_SOURCE TEXT_
.....
THE LOWLAND, by Jhumpa Lahiri. Alfred A. Knopf, 339 pp., $27.95.
Energized by hope and threatened by heartbreak, the immigrant experience inevitably sets the stage for drama. Ever since 1999, when Jhumpa Lahiri published her Pulitzer Prize-winning collection of stories, "Interpreter of Maladies," this Indian-American has been known for her nuanced portrayals of Indian immigrants caught between cultures. Her novel "The Namesake" and a second story collection, "Unaccustomed Earth," further solidified her reputation for excellence.
Lahiri's "The Lowland," an elegant dirge of a novel, follows two Indian brothers from the 1950s into the 21st century. As youths in Calcutta, Subhash and Udayan Mitra are inseparable. Both are serious students of science marked by very different personalities. A year and a half older, Subhash is the shy one, almost a mama's boy; Udayan, the bold risk-taker.
By the 1970s, Subhash emigrates to Rhode Island to pursue a PhD in oceanography. Udayan remains in Calcutta, secretly involved in a Maoist-inspired peasant rebellion against landlords. An envious Subhash learns that Udayan has married university classmate Gauri, but is then stunned to learn that his brother has been killed by police, presumably in reprisal for terrorist activities.
The lowland where Udayan is murdered, a plain in their neighborhood that floods during monsoons, serves as Lahiri's telling metaphor for the dark, dank, weedy places that haunt our lives. No one is safe from danger, even Subhash, far from India's turmoil but inhabiting a campus awash in anti-war fervor, entranced by the wonders of science yet plagued by loneliness.
.....
_EXTRACTED MATERIAL_

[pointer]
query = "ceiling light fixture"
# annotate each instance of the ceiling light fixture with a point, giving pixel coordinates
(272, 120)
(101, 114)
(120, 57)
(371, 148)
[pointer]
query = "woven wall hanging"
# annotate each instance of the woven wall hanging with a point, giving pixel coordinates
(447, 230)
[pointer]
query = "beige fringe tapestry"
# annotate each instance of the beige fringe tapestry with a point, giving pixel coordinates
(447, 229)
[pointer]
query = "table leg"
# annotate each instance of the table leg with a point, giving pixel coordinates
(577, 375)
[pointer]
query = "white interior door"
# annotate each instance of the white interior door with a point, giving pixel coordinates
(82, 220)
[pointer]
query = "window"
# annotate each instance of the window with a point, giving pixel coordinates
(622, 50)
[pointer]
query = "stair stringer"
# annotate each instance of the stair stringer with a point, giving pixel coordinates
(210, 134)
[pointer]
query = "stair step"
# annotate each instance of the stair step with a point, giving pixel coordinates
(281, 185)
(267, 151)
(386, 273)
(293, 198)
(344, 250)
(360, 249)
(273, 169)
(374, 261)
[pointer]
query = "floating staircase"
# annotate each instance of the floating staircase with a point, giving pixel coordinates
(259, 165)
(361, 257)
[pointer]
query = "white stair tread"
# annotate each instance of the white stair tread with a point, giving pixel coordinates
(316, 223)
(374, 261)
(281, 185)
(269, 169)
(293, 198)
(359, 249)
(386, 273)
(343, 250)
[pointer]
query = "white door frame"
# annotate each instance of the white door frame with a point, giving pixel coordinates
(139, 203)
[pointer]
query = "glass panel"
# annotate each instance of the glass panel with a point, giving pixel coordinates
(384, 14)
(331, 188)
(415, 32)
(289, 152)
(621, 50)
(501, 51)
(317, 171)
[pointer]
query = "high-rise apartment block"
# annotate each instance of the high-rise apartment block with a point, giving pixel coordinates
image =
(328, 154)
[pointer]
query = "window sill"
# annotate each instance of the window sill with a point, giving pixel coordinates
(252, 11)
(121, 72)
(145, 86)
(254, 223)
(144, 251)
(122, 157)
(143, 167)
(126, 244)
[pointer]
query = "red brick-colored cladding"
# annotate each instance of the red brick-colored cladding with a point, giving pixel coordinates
.....
_PROMPT_
Answer these questions from the review of "The Lowland":
1. In what year did Jhumpa Lahiri publish "Interpreter of Maladies"?
2. What field does Subhash pursue a PhD in after emigrating to Rhode Island?
3. What happens to the lowland in the brothers' neighborhood during monsoons?
The records come from a separate source and are unrelated to the review.

_RESULT FOR THIS TASK_
1. 1999
2. Oceanography
3. It floods.